---------- Document text ----------

Physical signs often appear alongside these behavioral patterns as well. Disrupted sleep, chronic fatigue, and a heightened startle response are all common. Many people also experience withdrawal symptoms when substances are not available, including irritability, sweating, and intense anxiety, which can look almost identical to a PTSD response and make it difficult to know which condition is driving the symptoms.

What makes this combination particularly hard to recognize is that each condition can mask the other. The substance use looks like the main problem from the outside, while the trauma driving it stays hidden underneath.

It is also worth noting that depression frequently develops alongside both PTSD and substance use, further complicating the picture. I cover that overlap in this article on depression and addiction

How Trauma Affects Families and Relationships

PTSD and substance abuse rarely affect only the individual. The people closest to a trauma survivor often carry their own weight of confusion, fear, and grief. Partners may not understand why the person they love has become emotionally unavailable, quick to anger, or dependent on alcohol. Children in the household pick up on the tension and anxiety, even when adults believe they are hiding it. Family members often alternate between trying to help and pulling away out of exhaustion or hurt.

---------- Material provided ----------

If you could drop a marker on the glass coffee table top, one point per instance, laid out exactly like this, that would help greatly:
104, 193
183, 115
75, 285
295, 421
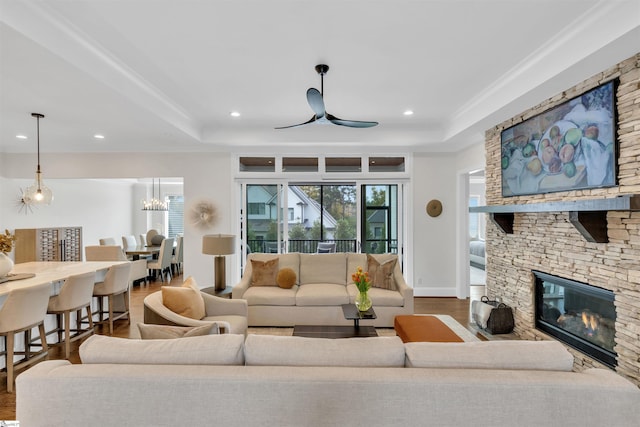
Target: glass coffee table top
350, 313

----------

-- Your objective --
Reproduce the part of the passage on PTSD and substance use that starts with "What makes this" and goes on through "stays hidden underneath.". The listing has no connection to the passage on PTSD and substance use.

-- Response to this exercise --
What makes this combination particularly hard to recognize is that each condition can mask the other. The substance use looks like the main problem from the outside, while the trauma driving it stays hidden underneath.